__DIRECTIONS__. Everything in the data must be repeated exactly, apart from the pictures, which are left out.

__RECORDS FOR THIS TASK__.
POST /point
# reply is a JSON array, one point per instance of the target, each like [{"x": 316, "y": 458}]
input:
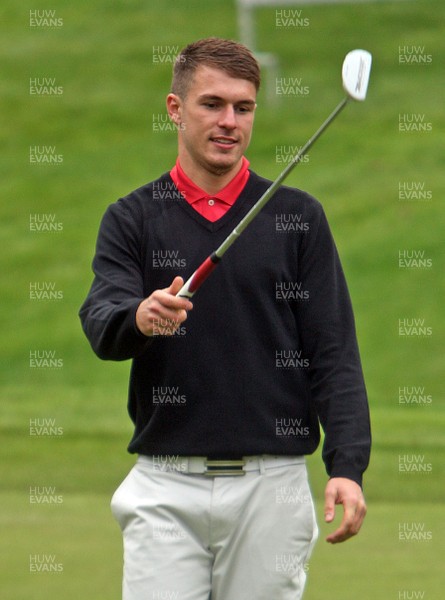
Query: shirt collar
[{"x": 228, "y": 194}]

__EXERCISE OUTPUT__.
POST /point
# reply is a JSON array, one point per instance of the target, each like [{"x": 316, "y": 458}]
input:
Query: shirt collar
[{"x": 228, "y": 194}]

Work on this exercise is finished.